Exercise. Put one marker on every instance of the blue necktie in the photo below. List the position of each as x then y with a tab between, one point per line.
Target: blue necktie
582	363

--

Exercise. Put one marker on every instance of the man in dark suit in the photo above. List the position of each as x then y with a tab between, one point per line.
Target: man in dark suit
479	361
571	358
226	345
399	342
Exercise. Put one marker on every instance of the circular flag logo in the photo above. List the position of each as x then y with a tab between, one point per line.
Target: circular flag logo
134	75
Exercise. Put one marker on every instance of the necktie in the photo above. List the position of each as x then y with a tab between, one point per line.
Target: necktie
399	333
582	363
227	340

* [Your task]:
Pick out each line above that contains the word "marker", and copy those lines.

* [Solution to this problem]:
Exercise. Put one marker on every instance of the blue necktie in the photo below. List the position of each as x then y with a tab between, one point per line.
Exercise. Put one marker on every instance of the man in dark suit in the photo above. List the position of each as x then y with a tab between, one point per line.
Exercise. Put one marker on every instance of the circular flag logo in the photo above. List the position of each as x then y with a tab between, one point per line.
Exercise. Put one marker on every instance of the necktie in the photo above. List the position of each as x then y with a tab between, one point per line.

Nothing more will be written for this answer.